- **Page excerpt**:
« Back to Results

Finance and Resource Allocation over Space and Time

Paper Session

Sunday, Jan. 6, 2019 8:00 AM - 10:00 AM

Hilton Atlanta, Grand Ballroom A
Hosted By: American Finance Association
  • Chair: James Weston, Rice University

Real Effects of Price Transparency: Evidence from Steel Futures

Thorsten Martin
,
HEC Paris

Abstract

I study the real effects of product price transparency on producers and their
customers. I use the introduction of steel futures at the London Metal Exchange
and the New York Mercantile Exchange in 2008 as a quasi-natural experiment. I
exploit the fact that the futures market did not become a new venue for buying
physical steel and did not change firms' hedging behavior significantly. Instead,
the creation of the futures market increased price transparency in the product
market. I compare steel products with futures traded on the exchanges to other
steel products in a difference-in-differences setting. I find that price transparency
reduces prices, producer surplus and customer material costs. Price transparency
further reduces input cost dispersion within narrowly defined customer industries
and increases the market share of low-cost producers and aggregate producer
productivity.

- **Data lines**:
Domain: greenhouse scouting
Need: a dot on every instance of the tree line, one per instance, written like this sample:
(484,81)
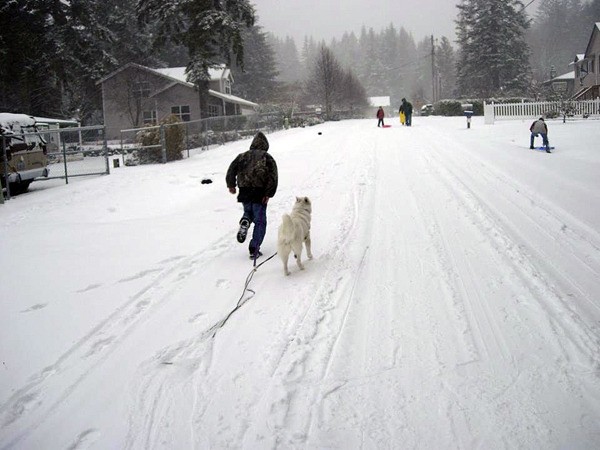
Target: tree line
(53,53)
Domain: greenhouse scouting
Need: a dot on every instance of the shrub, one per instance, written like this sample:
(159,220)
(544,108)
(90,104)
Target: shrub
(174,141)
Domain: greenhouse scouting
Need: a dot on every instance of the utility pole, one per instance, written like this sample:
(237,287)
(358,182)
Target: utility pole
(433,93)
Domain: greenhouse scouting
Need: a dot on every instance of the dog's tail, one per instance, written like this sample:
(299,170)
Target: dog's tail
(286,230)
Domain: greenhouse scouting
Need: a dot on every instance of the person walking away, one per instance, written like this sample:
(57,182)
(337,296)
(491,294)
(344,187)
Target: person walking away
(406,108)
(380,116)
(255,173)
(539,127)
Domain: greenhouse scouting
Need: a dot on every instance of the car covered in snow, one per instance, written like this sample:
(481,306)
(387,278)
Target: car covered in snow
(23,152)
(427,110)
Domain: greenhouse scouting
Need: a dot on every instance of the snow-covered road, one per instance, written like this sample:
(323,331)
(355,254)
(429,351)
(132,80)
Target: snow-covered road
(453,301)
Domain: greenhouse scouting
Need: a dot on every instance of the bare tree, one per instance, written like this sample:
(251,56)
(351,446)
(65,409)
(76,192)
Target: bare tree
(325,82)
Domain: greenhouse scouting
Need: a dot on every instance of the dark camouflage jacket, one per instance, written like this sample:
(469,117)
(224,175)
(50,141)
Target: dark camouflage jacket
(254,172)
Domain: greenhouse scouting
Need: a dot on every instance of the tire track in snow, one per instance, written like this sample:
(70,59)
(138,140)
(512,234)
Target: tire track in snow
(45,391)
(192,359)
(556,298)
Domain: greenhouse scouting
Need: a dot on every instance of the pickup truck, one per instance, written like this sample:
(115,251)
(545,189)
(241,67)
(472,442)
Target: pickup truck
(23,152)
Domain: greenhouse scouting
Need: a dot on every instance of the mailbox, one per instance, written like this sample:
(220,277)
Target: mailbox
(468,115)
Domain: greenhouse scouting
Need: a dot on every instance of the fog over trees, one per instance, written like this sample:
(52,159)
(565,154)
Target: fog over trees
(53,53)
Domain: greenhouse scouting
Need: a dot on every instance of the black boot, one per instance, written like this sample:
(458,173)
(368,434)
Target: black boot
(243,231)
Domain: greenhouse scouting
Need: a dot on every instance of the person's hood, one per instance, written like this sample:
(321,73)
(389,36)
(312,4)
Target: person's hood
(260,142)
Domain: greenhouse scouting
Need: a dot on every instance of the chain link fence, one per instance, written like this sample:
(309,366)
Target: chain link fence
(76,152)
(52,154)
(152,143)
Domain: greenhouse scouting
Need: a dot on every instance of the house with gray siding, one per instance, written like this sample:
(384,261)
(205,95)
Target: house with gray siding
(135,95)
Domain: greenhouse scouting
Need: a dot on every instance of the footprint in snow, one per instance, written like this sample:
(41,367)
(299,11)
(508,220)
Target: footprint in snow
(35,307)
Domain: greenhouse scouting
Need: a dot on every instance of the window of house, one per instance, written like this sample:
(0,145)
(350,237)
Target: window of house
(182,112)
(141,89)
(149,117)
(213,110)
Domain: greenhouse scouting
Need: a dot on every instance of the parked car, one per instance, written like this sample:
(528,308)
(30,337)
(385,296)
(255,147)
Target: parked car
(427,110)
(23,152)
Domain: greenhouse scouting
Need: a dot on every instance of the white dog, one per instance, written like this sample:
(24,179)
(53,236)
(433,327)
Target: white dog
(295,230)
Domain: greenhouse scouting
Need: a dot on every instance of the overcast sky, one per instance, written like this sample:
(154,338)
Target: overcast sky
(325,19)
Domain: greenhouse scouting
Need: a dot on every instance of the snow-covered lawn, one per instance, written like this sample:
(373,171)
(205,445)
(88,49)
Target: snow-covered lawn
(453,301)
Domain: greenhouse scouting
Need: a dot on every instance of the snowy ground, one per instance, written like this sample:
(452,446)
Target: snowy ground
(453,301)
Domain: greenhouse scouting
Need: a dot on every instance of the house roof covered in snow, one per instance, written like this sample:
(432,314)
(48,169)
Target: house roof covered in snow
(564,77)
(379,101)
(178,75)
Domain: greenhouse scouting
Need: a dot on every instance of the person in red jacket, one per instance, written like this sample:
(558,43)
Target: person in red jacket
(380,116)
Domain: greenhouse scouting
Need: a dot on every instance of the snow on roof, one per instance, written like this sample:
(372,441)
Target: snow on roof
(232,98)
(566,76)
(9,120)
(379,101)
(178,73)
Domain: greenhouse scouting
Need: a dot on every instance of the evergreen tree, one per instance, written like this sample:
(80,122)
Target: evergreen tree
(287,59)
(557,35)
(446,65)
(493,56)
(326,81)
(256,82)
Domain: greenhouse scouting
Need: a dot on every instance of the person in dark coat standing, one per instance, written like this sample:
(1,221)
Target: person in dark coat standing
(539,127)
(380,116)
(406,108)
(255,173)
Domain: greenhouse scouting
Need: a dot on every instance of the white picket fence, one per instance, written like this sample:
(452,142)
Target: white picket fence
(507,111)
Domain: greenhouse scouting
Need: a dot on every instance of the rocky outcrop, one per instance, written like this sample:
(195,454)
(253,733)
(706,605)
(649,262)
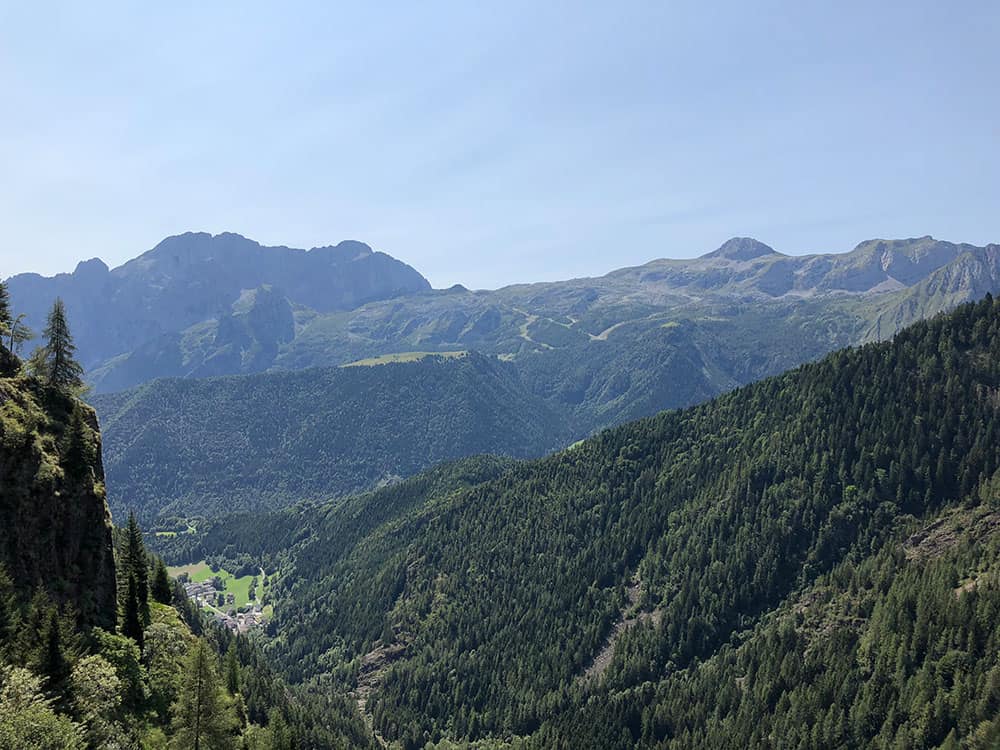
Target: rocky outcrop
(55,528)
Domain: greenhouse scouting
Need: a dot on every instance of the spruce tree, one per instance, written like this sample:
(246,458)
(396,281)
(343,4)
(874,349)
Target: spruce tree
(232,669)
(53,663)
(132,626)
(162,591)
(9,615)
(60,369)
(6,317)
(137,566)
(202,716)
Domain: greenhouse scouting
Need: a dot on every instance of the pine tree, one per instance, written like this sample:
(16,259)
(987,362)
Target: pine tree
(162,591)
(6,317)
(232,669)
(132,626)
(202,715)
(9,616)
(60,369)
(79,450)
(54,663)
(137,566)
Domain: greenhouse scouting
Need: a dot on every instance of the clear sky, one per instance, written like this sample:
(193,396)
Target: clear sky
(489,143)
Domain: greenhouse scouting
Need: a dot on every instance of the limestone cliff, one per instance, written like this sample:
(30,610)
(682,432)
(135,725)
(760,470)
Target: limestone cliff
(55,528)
* * *
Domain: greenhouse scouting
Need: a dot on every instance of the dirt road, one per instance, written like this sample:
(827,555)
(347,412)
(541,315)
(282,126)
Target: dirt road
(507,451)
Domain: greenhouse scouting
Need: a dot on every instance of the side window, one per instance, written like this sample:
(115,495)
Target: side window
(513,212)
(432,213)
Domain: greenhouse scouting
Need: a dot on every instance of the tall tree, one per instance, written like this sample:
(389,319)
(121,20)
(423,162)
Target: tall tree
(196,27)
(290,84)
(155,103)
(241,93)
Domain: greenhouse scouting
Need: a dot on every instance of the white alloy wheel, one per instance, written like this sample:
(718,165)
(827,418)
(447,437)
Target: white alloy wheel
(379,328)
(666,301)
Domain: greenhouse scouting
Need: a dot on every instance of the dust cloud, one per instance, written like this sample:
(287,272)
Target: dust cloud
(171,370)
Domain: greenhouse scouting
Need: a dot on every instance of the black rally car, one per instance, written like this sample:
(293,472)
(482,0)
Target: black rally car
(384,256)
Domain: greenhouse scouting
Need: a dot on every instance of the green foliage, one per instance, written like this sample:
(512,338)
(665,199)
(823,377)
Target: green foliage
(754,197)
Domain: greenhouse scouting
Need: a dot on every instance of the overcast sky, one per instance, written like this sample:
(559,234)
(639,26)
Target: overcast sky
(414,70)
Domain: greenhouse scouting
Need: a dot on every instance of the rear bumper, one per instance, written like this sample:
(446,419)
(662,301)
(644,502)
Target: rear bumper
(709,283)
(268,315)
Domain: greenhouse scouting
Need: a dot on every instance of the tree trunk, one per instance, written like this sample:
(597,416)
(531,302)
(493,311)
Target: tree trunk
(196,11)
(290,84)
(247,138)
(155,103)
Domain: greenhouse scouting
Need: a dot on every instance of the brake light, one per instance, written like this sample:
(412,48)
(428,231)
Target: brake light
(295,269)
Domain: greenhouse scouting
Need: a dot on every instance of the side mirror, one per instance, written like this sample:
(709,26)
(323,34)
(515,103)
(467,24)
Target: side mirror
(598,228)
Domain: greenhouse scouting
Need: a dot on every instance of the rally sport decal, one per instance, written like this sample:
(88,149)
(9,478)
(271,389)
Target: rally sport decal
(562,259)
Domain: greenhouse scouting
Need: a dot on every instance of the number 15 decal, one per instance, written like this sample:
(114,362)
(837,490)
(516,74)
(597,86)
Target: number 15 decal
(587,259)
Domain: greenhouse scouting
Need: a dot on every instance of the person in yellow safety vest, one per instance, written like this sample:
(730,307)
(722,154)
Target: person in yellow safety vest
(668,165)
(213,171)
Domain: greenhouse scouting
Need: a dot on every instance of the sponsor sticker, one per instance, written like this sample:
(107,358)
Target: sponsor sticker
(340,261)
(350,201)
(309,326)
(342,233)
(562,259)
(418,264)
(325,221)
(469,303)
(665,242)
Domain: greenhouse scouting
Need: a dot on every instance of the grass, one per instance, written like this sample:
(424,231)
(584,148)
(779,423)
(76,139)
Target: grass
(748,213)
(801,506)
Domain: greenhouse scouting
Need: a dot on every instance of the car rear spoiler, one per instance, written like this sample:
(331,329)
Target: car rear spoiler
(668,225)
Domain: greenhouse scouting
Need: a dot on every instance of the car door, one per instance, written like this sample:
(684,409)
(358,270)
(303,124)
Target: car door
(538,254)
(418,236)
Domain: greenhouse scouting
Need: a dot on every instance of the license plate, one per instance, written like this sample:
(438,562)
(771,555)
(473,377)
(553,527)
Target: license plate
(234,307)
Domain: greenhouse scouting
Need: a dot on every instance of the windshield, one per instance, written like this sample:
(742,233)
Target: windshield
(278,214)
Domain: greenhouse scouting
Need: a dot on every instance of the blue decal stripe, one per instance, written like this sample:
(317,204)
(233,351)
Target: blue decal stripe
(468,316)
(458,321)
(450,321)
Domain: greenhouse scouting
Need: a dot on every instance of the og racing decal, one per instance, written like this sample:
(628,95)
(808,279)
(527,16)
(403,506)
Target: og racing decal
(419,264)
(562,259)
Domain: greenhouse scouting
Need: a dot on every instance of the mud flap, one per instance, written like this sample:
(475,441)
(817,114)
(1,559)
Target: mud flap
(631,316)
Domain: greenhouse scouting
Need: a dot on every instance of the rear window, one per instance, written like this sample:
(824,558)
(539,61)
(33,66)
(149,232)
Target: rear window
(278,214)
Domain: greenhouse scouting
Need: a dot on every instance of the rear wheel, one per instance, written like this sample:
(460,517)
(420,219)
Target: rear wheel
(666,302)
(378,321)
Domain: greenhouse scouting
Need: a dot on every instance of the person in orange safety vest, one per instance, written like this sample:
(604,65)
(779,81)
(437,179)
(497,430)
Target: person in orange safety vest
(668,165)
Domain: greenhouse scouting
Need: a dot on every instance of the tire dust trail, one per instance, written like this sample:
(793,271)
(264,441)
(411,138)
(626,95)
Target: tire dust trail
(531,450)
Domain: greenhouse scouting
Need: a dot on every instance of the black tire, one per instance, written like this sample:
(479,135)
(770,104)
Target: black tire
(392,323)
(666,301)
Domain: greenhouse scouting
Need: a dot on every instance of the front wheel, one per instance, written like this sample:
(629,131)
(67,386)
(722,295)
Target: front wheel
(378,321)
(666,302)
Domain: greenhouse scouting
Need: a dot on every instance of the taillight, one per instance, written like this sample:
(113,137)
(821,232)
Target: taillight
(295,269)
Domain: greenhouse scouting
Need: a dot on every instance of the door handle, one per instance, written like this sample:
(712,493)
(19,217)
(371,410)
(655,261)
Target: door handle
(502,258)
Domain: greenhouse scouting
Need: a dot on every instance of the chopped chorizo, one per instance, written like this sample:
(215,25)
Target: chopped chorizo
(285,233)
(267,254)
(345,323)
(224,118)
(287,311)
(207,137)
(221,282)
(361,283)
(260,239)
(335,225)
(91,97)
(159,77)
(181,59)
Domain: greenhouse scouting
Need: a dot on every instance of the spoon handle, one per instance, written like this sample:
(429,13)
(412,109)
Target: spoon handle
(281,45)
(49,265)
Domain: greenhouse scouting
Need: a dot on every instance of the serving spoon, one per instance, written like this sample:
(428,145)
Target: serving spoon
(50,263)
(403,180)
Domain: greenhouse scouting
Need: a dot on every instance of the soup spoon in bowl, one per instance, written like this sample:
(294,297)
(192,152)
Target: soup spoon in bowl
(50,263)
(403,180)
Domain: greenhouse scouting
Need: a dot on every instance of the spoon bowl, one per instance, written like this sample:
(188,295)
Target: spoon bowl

- **Instructions**:
1. Reproduce the session page word for word, starting at "I study the" and ending at "productivity.".
2. For each statement, answer yes or no according to the session page and quote the words from it that decide the answer. (a) The session was hosted by the American Finance Association. (b) Steel futures were introduced on the exchanges in 2010. (c) The futures market significantly changed firms' hedging behavior.
3. Carry the session page on from its last sentence.
The listing is separate material from the session page.

- **Answers**:
1.
I study the real effects of product price transparency on producers and their
customers. I use the introduction of steel futures at the London Metal Exchange
and the New York Mercantile Exchange in 2008 as a quasi-natural experiment. I
exploit the fact that the futures market did not become a new venue for buying
physical steel and did not change firms' hedging behavior significantly. Instead,
the creation of the futures market increased price transparency in the product
market. I compare steel products with futures traded on the exchanges to other
steel products in a difference-in-differences setting. I find that price transparency
reduces prices, producer surplus and customer material costs. Price transparency
further reduces input cost dispersion within narrowly defined customer industries
and increases the market share of low-cost producers and aggregate producer
productivity.

2.
(a) Yes: "Hosted By: American Finance Association"
(b) No: "and the New York Mercantile Exchange in 2008 as a quasi-natural experiment"
(c) No: "did not change firms' hedging behavior significantly"

3.
The Retirement-Consumption Puzzle: New Evidence from Personal Finances

Arna Olafsson
,
Copenhagen Business School
Michaela Pagel
,
Columbia University

Abstract

This paper uses a detailed panel of individual spending, income, account balances, and credit limits from a personal finance management software provider to investigate how expenditures, liquid savings, and consumer debt change around retirement. The longitudinal nature of our data allows us to estimate individual fixed-effects regressions and thereby control for all selection on time-invariant (un)observables. We provide new evidence on the retirement-consumption puzzle and on whether individuals save adequately for retirement. We find that, upon retirement, individuals reduce their spending in both work-related and leisure categories. However, we feel that it is difficult to tell conclusively whether expenses are work related or not, even with the best data. We thus look at household finances and find that individuals delever upon retirement by reducing consumer debt and increasing liquid savings. We argue that these findings are difficult to rationalize via, for example, work-related expenses. A rational agent would save before retirement because of the expected fall in income, and dissave after retirement, rather than the exact opposite.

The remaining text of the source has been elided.